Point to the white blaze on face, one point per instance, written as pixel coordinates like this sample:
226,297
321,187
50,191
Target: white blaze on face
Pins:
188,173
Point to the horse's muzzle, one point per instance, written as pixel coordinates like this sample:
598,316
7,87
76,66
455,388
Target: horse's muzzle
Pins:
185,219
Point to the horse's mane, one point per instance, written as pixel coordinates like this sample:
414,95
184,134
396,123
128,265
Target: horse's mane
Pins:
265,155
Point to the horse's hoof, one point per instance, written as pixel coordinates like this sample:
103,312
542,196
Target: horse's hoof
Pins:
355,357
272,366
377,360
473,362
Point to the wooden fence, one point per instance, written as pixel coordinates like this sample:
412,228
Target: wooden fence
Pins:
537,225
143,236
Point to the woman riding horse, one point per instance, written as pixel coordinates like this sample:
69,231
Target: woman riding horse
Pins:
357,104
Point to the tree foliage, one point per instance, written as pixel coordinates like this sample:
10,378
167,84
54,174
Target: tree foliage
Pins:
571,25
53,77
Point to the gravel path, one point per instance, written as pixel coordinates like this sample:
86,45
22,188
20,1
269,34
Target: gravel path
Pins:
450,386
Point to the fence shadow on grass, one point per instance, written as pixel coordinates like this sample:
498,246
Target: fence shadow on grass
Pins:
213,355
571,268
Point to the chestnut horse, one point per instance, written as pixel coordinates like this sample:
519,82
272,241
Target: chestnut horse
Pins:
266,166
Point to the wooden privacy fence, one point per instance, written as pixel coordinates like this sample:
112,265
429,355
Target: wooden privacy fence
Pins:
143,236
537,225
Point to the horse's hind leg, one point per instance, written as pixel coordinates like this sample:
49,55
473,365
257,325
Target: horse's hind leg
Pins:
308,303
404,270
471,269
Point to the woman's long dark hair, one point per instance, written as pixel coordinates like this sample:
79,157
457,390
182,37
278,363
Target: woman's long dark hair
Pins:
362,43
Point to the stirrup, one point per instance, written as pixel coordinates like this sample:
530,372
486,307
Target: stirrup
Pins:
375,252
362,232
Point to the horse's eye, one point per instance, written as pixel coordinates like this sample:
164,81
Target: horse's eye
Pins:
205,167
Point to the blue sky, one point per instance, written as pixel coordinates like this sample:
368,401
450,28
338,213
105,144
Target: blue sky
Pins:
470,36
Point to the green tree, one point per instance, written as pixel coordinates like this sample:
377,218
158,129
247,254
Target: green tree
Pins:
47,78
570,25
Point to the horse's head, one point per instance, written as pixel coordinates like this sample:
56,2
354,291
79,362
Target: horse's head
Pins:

(WORK ITEM): Find every line in the records that contains the word "blaze"; copy those lines.

(RESULT OF THIS EXERCISE):
Point to the white blaze on face, one point per instance, written as pixel coordinates like this sample:
Target: white blaze on face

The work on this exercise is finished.